Task statement:
Return, exactly, the line that contains "For every instance of the bucket" together with all lines after it to the end of the entries, and no further lines.

** Begin **

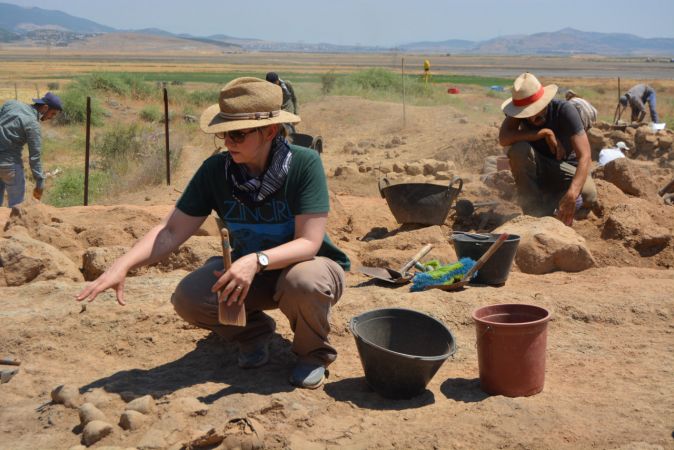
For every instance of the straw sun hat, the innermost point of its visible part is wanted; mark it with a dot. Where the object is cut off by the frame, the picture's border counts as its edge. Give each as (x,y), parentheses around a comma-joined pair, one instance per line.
(528,97)
(246,102)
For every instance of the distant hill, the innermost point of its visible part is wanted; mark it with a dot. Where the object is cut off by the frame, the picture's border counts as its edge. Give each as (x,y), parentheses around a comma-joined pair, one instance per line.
(61,29)
(20,20)
(8,36)
(451,45)
(567,41)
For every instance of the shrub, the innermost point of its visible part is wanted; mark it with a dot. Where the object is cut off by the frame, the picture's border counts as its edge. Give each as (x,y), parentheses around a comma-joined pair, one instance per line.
(328,81)
(151,113)
(75,107)
(119,145)
(121,84)
(203,98)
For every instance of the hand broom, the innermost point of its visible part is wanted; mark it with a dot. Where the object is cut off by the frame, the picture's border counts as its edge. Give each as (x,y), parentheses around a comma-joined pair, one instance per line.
(230,314)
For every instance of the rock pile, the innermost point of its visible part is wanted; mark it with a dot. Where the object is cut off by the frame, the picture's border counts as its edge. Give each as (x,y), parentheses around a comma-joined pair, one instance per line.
(644,143)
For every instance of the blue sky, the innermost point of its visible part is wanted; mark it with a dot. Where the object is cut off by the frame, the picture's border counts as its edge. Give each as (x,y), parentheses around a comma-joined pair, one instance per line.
(370,22)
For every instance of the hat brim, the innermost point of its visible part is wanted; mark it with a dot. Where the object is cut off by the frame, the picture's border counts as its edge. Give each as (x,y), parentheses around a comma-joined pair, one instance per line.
(211,122)
(522,112)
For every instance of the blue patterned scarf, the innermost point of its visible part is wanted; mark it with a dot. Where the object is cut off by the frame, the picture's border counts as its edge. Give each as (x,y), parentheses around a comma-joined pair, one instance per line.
(253,189)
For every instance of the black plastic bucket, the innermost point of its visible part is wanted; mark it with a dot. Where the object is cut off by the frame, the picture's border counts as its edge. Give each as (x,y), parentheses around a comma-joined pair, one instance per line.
(422,203)
(496,270)
(400,349)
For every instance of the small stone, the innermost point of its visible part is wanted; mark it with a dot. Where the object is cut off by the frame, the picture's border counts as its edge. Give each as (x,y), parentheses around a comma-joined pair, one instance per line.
(144,404)
(153,439)
(88,413)
(67,395)
(95,431)
(190,405)
(414,169)
(132,420)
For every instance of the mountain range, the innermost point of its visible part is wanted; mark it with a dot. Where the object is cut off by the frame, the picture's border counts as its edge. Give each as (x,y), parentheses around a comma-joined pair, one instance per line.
(20,23)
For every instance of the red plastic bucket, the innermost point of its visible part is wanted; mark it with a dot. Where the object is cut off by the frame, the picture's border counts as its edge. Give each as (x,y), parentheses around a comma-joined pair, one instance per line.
(511,341)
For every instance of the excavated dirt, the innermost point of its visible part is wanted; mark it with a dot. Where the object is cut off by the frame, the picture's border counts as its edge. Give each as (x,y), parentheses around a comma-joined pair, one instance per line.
(610,347)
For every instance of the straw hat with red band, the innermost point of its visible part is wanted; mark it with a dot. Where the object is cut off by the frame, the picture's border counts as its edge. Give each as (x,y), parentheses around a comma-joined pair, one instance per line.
(529,97)
(246,102)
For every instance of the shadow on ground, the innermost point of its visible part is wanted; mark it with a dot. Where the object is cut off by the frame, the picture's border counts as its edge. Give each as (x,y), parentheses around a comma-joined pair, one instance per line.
(211,361)
(357,391)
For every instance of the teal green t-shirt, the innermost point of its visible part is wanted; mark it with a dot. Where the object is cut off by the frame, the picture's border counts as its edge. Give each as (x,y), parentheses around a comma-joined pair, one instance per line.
(255,227)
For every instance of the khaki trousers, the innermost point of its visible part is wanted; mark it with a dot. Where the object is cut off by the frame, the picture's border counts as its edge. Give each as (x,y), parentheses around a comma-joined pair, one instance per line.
(304,292)
(542,182)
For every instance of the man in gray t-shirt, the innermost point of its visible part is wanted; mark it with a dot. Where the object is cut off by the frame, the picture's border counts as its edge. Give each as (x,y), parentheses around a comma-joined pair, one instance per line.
(20,125)
(549,151)
(636,98)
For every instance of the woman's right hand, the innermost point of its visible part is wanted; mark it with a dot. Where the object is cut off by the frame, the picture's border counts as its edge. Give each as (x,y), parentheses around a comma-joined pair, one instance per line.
(114,277)
(554,146)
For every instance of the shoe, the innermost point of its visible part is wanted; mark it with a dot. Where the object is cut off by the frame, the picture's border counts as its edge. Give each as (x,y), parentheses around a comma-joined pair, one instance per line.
(254,355)
(308,375)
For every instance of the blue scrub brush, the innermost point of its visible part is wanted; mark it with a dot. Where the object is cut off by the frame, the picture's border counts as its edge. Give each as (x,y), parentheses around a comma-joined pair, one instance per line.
(442,275)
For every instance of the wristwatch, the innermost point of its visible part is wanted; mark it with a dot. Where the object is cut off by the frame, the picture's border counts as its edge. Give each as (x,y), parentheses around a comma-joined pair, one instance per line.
(262,261)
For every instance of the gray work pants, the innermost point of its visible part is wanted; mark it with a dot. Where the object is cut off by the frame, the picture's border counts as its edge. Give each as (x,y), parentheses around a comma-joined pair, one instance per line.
(542,182)
(304,292)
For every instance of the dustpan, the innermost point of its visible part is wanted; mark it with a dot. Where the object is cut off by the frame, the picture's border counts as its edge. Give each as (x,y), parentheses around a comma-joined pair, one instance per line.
(393,276)
(480,262)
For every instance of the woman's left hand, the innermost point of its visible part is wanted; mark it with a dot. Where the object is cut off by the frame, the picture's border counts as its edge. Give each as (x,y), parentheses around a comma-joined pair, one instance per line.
(235,283)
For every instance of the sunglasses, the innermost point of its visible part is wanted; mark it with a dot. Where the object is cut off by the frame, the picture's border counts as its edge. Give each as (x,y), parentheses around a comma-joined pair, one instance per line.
(237,136)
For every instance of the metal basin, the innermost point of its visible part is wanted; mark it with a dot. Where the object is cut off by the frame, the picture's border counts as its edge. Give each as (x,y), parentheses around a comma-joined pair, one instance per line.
(422,203)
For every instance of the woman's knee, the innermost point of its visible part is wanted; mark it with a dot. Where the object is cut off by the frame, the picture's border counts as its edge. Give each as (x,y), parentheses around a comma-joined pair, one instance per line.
(311,280)
(193,296)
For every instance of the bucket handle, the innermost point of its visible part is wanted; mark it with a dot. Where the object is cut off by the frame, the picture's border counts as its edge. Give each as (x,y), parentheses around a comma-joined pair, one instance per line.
(451,187)
(381,189)
(478,236)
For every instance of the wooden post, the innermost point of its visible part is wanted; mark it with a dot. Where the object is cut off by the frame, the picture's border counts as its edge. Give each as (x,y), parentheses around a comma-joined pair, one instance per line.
(86,153)
(168,152)
(402,67)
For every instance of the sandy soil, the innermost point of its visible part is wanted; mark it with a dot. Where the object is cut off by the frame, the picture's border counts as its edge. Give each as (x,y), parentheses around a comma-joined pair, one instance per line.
(610,354)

** End **

Solution to this problem:
For every instance of the bucket handle, the innermost point of its visible part is wanted; mark it with a dot. Where the object is cut off by the frame, the picture's border counts as its edge. Give each as (x,y), parentheses around a comma-joined pair, one instance per line.
(451,187)
(381,189)
(478,236)
For every instance of the wooden post, the innermost point of its visible part is wanted; mark it with a dot. Where the object is cut off by the frame, the picture's border counts as its edge. Give each as (x,y), parentheses around a comma-joined pair, one instance per line.
(86,153)
(168,152)
(402,67)
For every instance of the sandy soil, the innermost point of its visible part is wanted; mark it with a dot. Where the object is cut off by the frame, the picture's border counts as its edge. Give each as (x,y), parentheses around a comma-joined pair, one instance per line.
(610,354)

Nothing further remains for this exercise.